What you have to do: Lines before the one containing "If you could point out the plank" are left out; copy that line and every later line through the end of the data exactly.

Source records:
####

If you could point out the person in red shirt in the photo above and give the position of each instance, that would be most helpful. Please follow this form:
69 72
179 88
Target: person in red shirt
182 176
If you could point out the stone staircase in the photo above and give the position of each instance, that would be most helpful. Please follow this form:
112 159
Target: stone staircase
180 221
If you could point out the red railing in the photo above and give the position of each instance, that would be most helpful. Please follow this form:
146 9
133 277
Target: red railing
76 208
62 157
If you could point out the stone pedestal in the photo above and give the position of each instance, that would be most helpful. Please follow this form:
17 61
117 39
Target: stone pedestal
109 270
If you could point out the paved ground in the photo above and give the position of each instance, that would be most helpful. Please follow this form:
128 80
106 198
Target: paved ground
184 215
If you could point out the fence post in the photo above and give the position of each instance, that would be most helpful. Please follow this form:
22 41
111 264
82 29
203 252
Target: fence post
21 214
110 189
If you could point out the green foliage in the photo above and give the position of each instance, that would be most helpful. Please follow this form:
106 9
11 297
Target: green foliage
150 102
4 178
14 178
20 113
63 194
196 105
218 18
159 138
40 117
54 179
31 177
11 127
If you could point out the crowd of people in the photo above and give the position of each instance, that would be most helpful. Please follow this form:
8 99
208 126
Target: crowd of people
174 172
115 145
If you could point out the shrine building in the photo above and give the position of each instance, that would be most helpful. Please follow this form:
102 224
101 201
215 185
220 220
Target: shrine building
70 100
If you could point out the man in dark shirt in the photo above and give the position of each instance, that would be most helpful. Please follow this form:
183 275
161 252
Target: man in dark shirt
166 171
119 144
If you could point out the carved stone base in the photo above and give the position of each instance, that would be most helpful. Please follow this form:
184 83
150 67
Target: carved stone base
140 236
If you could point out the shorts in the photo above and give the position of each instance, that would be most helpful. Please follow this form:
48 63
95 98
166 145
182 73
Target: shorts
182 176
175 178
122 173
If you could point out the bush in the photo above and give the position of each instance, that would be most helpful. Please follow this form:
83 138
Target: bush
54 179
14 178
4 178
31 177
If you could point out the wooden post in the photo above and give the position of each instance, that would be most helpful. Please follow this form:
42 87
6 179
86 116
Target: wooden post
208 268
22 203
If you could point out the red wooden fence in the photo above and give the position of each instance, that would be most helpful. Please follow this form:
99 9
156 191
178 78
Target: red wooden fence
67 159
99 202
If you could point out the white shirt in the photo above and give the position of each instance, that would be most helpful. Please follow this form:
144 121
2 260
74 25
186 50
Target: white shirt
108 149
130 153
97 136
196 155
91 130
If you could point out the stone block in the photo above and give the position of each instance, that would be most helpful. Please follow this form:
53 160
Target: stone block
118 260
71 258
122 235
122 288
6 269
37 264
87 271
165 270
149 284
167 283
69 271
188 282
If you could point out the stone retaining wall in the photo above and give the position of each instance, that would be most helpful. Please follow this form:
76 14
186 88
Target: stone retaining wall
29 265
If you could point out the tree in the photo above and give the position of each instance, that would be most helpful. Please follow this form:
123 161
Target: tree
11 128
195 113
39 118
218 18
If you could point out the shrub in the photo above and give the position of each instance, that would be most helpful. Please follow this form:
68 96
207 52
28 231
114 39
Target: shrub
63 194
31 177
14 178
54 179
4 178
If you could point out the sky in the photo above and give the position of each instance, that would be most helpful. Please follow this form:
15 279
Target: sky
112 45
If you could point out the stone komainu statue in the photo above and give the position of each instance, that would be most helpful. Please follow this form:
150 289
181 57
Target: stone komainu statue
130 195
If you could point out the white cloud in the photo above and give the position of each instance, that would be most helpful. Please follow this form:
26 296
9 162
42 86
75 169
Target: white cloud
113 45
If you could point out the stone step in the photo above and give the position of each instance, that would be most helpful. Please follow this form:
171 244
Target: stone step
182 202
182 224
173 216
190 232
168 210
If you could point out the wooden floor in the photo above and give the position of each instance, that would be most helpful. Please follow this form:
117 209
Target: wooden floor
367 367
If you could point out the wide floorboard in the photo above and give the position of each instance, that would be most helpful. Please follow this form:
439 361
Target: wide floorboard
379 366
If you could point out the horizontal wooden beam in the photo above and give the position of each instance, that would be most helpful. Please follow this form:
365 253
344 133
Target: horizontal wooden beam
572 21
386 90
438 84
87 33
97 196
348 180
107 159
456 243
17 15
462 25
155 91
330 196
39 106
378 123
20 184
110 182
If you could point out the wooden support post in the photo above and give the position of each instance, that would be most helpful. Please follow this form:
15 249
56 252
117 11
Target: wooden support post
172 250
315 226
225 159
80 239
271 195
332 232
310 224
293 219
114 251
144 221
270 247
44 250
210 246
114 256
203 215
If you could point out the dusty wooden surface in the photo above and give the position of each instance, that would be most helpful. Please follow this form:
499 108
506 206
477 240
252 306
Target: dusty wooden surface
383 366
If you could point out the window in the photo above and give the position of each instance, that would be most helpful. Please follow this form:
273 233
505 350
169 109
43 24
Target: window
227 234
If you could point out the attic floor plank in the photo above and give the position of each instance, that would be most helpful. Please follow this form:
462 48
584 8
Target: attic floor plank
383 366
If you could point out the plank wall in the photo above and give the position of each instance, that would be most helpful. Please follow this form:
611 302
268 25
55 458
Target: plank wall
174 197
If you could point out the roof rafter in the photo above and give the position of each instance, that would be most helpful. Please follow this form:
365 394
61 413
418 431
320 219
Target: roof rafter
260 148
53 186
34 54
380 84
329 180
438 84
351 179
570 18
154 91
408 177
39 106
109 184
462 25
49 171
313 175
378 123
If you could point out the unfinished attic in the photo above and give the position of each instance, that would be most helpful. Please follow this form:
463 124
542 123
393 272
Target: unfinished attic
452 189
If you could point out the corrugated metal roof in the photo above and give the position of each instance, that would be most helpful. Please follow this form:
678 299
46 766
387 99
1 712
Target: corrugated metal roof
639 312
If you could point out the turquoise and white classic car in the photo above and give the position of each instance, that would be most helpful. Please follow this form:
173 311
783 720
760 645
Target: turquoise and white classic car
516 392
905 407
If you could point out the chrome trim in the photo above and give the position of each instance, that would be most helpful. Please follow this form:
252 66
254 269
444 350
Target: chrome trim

####

Solution to this exercise:
If you could point out the plank wall in the photo above and give the position of each instance, that would be most helpful. Please follow this form:
611 302
268 25
55 458
Target: plank wall
174 197
If you could point out the roof rafter in the photo above and give the position of each instance, that would be most helpful. Please follow this form:
365 394
61 413
418 431
320 219
Target: roof rafter
260 148
53 186
34 54
380 84
329 180
438 84
351 179
570 18
154 91
408 177
39 106
109 184
462 25
49 171
313 175
378 123
If you could point out the unfinished attic in the photo above and give the position of each instance, that would be most helpful. Please follow this form:
463 124
542 123
393 272
Target: unfinished attic
452 189
If you could point out the corrugated metal roof in the photo above and give the position of each instance, that would be most helpful. Please follow this form:
678 299
46 766
387 99
1 712
Target: corrugated metal roof
639 312
If you could point out the turquoise and white classic car in the photo above and give the position of each instance, that would be most helpful. Please follow this form:
173 311
783 720
760 645
Target: turquoise and white classic car
516 392
905 407
If you could point out the chrome trim in the photo above and give the position of each instance, that would be most helpful. Please follow this form:
252 66
254 269
444 350
Target: chrome trim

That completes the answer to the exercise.